* _STUDY QUESTIONS_
1. Do these statements agree with the Arias sentencing article below? Answer yes or no for each, quoting the words of the article that decide it.
(a) The retrial is scheduled for July 18.
(b) If a second jury cannot reach a unanimous decision, the judge may sentence Arias to death.
(c) Jury deliberations began on Wednesday.
2. Using the Arias sentencing article below, what is the answer to each question?
(a) Who announced the mistrial?
(b) To whom did Arias say she would donate her hair?
(c) Whom did Arias tell that death is "the ultimate freedom"?

* _PASSAGE PROVIDED_
- Opening Delimiter -

There was no unanimous verdict among the jury on whether to sentence Arias to death or life in prison for the first-degree murder of her lover, Travis Alexander.
In announcing the mistrial, Judge Sherry Stephens gave a heavy sigh and said: "This was not your typical trial. You were asked to perform some very difficult duties."
Deliberations began Tuesday after Arias pleaded for her life to the same jury that convicted her. The jury announced Wednesday it failed to reach a unanimous decision, but Stephens instructed jurors to keep trying.
A new panel likely will be brought in for the retrial, set for July 18, unless the prosecutor takes death off the table agrees to a life sentence.
Under Arizona law, a hung jury in the death penalty phase of a trial requires a new jury to be seated. If the second jury cannot reach a unanimous decision, the judge would then sentence Arias to spend her entire life in prison or be eligible for release after 25 years. The judge cannot sentence Arias to death.
Arias' statement to the jury Tuesday was an apparent recantation of her desire to die in a post-conviction interview.
"Longevity runs in my family, and I don't want to spend the rest of my natural life in one place," Arias told a Fox reporter in the interview. "I believe death is the ultimate freedom, and I'd rather have my freedom as soon as I can get it."
But she told the jury Tuesday that if given the chance, she would use her time positively in prison by donating her hair to cancer patients, helping establish prison recycling programs and designing T-shirts that would raise money for domestic violence victims.
She also asked the jury to spare her life for the sake of her family.
"I'm asking you to please, please don't do that to them. I've already hurt them so badly, along with so many other people," she said. "I want everyone's healing to begin, and I want everyone's pain to stop."
She said that her comments in her post-conviction interview were made without full consideration of the situation.
"Though I meant it, I lacked perspective. To me life in prison was the most unappealing outcome. ... But as I stand here now, I cannot in good conscience ask you to sentence me to death because of them," she said.
The Associated Press contributed to this report.

- Closing Delimiter -

* _RECORDS SUPPLIED_
- Opening Delimiter -

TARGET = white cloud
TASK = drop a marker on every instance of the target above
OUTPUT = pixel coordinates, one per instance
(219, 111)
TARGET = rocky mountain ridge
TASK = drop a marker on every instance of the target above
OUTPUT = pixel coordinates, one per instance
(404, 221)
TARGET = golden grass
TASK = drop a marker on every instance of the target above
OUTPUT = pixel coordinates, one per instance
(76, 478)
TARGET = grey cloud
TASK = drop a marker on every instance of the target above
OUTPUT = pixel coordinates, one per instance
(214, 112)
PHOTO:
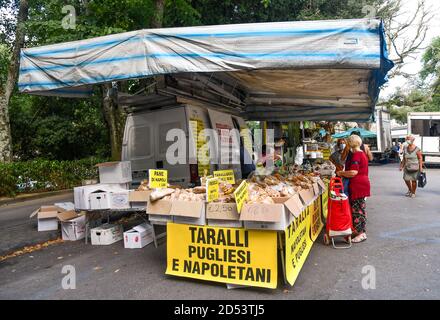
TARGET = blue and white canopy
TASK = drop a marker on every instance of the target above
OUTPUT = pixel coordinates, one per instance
(314, 70)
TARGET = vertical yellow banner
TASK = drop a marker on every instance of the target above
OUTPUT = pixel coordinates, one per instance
(212, 186)
(241, 194)
(298, 245)
(157, 179)
(228, 255)
(315, 219)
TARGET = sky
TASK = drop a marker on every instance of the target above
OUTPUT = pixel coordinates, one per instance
(413, 66)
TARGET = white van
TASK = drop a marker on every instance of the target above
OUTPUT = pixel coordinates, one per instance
(145, 145)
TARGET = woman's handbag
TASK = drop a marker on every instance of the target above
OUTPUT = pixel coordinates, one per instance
(412, 166)
(421, 179)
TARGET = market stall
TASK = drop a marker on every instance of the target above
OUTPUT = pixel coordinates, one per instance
(313, 70)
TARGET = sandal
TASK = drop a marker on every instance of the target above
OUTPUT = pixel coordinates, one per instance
(360, 238)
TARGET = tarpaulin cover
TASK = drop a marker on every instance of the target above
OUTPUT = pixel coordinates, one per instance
(249, 51)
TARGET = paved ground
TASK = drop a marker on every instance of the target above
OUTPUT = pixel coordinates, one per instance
(403, 247)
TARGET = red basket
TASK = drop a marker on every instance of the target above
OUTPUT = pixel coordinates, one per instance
(339, 221)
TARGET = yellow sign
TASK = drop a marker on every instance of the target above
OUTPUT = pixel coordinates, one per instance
(324, 204)
(298, 245)
(157, 179)
(315, 219)
(225, 175)
(212, 186)
(241, 195)
(228, 255)
(197, 128)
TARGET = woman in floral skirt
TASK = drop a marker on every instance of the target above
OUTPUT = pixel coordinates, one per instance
(356, 169)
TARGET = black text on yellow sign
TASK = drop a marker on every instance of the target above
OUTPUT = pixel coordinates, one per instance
(228, 255)
(241, 194)
(157, 179)
(298, 245)
(316, 224)
(212, 186)
(225, 175)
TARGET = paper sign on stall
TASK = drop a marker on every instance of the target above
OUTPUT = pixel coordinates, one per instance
(157, 179)
(241, 195)
(228, 255)
(212, 186)
(225, 175)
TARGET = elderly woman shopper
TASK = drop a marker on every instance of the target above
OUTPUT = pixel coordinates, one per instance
(336, 157)
(412, 165)
(356, 169)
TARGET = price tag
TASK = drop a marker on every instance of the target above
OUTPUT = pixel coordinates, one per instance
(241, 195)
(204, 179)
(225, 175)
(157, 179)
(212, 186)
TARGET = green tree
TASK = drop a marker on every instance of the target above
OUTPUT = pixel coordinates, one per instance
(431, 71)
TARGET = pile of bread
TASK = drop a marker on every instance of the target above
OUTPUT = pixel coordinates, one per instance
(261, 189)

- Closing Delimiter -

* _RESPONSES BY ITEM NUMBER_
1.
(a) Yes: "set for July 18"
(b) No: "The judge cannot sentence Arias to death."
(c) No: "Deliberations began Tuesday"

2.
(a) Judge Sherry Stephens
(b) Cancer patients
(c) A Fox reporter